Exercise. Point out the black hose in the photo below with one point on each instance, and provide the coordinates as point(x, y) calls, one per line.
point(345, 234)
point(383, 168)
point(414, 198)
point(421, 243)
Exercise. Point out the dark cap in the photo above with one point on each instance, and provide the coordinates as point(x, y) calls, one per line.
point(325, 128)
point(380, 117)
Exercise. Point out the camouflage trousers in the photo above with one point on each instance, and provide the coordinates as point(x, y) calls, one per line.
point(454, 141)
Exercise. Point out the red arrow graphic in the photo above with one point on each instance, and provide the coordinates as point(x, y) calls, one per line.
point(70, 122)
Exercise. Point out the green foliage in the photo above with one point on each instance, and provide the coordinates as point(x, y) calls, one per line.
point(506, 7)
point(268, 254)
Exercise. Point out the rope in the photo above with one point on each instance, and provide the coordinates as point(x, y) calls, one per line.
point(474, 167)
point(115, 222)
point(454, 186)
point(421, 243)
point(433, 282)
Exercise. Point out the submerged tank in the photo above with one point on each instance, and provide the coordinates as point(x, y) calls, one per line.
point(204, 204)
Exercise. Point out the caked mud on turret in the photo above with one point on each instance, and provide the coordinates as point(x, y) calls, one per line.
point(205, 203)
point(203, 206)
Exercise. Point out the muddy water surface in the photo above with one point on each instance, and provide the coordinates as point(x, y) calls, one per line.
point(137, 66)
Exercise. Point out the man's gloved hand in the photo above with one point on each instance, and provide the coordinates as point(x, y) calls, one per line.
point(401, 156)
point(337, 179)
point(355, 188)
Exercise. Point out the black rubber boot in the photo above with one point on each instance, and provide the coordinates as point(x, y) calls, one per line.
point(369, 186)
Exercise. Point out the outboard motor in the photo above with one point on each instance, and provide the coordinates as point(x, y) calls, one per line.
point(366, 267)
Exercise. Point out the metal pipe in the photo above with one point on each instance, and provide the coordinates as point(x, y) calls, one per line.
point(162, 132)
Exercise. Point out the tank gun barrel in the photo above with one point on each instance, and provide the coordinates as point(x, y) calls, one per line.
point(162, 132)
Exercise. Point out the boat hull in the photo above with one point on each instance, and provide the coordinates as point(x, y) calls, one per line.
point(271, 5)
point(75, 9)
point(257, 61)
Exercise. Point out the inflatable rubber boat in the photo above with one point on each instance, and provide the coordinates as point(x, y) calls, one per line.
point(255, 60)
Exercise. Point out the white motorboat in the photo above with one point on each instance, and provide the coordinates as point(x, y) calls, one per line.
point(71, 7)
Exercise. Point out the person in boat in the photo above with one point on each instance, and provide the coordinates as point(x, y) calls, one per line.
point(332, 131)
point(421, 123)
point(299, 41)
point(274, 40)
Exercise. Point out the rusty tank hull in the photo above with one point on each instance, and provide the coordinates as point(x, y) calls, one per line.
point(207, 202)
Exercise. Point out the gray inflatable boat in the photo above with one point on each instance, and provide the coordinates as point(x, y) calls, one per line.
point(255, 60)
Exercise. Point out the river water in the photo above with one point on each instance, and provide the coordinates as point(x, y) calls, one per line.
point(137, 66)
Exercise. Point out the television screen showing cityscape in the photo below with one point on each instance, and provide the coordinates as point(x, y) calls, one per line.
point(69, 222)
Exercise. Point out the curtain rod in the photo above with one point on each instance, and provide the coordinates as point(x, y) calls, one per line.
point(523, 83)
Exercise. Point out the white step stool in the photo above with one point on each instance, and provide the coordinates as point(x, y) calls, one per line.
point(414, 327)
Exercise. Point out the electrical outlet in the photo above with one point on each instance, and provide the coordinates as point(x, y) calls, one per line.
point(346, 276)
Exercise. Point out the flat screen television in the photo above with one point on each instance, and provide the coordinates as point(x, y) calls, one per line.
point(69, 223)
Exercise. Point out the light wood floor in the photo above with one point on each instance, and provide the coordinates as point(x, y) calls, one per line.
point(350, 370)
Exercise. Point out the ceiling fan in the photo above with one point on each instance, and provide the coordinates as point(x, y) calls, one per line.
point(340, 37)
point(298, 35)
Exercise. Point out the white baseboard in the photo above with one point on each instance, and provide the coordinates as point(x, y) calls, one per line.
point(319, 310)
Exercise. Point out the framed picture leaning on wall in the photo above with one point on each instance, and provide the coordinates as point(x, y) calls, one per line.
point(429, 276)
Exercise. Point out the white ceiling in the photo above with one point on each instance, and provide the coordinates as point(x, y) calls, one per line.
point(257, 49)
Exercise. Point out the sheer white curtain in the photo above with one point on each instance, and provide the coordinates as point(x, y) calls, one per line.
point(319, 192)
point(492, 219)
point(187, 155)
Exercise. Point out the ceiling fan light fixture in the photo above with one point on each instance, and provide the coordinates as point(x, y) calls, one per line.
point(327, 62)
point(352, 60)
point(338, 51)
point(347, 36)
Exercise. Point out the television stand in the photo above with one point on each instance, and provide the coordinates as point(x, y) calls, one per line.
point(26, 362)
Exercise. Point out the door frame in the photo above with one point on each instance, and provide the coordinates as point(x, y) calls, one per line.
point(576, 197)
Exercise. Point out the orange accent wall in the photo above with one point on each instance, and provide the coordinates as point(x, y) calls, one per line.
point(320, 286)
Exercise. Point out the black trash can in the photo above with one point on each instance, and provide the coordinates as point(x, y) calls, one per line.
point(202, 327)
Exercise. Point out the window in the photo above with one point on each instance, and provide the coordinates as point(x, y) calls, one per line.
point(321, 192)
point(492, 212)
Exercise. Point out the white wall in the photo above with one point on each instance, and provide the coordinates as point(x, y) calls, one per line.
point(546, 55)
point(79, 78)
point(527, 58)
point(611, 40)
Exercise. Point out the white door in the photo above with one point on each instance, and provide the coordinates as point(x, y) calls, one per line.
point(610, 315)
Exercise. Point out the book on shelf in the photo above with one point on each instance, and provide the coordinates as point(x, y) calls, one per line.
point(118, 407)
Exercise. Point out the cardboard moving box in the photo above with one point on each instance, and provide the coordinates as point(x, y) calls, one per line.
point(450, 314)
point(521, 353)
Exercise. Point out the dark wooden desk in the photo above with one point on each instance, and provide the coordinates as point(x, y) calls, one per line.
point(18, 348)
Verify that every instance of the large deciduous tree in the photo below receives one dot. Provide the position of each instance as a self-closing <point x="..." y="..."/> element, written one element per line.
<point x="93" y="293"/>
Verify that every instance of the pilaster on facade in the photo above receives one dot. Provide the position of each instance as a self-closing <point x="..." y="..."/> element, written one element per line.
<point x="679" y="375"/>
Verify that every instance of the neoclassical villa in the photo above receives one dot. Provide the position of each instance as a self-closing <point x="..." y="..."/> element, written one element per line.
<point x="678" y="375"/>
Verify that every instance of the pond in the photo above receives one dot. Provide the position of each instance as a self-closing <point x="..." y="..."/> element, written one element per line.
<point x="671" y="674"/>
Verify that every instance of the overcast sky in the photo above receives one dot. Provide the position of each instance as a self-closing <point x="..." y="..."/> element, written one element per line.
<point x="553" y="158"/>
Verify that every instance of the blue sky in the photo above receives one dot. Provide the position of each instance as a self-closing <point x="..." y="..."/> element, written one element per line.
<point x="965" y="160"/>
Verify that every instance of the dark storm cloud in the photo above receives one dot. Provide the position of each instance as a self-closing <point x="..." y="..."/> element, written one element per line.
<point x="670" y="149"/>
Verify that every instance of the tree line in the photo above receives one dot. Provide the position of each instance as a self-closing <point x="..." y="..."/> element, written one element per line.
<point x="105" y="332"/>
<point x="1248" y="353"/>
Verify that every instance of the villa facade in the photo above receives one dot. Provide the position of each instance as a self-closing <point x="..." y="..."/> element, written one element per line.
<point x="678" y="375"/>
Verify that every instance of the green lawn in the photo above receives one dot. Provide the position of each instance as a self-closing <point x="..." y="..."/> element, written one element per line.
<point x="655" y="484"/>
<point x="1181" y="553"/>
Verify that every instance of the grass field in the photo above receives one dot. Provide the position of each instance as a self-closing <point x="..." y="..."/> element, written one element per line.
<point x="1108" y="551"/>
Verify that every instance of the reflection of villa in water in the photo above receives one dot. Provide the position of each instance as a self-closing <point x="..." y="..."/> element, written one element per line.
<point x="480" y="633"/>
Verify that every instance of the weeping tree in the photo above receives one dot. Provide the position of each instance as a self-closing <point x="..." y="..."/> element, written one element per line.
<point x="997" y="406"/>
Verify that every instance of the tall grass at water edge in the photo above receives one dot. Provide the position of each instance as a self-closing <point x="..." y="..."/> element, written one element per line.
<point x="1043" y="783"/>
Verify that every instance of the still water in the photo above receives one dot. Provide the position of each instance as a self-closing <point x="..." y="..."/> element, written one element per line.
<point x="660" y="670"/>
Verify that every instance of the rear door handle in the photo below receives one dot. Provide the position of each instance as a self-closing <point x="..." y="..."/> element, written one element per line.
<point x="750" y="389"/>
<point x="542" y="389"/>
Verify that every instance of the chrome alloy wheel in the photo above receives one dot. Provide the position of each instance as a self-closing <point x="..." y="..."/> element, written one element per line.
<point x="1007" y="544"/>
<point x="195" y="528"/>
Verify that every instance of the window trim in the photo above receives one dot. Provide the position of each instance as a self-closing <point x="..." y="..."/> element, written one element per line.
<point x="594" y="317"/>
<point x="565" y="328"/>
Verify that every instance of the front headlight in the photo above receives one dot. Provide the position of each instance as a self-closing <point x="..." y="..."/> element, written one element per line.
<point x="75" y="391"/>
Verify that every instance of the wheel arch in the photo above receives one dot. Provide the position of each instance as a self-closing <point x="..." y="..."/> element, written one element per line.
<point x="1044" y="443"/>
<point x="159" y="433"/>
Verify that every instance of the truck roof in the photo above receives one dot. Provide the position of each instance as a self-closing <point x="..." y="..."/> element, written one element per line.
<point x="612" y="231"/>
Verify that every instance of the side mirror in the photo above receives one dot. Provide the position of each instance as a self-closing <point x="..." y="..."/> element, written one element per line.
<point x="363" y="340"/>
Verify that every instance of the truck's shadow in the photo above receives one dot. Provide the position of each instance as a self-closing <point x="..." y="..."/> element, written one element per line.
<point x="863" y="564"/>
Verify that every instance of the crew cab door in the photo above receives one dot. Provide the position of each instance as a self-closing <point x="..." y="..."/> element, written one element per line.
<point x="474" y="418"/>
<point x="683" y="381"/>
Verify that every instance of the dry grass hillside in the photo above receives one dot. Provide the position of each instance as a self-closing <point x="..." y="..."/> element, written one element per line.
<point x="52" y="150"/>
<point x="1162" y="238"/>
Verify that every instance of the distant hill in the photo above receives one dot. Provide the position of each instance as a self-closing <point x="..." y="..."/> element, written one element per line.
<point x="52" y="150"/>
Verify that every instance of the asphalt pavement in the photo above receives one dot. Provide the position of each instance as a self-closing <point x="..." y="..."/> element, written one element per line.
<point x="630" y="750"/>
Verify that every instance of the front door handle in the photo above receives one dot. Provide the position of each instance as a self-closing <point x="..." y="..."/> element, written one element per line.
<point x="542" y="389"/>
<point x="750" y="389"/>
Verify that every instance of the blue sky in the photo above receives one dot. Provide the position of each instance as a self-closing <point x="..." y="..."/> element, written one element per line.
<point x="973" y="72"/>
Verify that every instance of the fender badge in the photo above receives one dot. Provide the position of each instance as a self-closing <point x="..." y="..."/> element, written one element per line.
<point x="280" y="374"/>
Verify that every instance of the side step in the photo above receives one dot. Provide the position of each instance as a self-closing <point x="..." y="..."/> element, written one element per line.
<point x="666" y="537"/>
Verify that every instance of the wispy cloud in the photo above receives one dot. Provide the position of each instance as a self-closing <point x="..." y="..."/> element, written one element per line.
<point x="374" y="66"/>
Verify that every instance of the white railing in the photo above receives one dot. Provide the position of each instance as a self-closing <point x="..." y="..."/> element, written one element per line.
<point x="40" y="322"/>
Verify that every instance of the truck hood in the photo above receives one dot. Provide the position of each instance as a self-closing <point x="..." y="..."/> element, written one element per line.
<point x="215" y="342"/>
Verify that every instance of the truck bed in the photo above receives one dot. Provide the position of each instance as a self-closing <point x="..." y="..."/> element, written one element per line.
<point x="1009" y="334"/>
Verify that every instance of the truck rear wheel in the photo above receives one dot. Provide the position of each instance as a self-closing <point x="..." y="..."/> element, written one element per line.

______

PROBLEM TO WORK ON:
The line with "Verify that every instance of the truck bed" and all lines after it through the end of the data above: write these out exactly and add nothing.

OUTPUT OF THE TASK:
Verify that every instance of the truck bed in the photo above receives one dot. Provide the position of each instance as a self-closing <point x="..." y="..."/> element, written one element per line.
<point x="1009" y="334"/>
Verify that every instance of the truck rear wheel in the photo above receives one dot. Provide the position of each instance as a self-closing <point x="..." y="..."/> element, written one element per line.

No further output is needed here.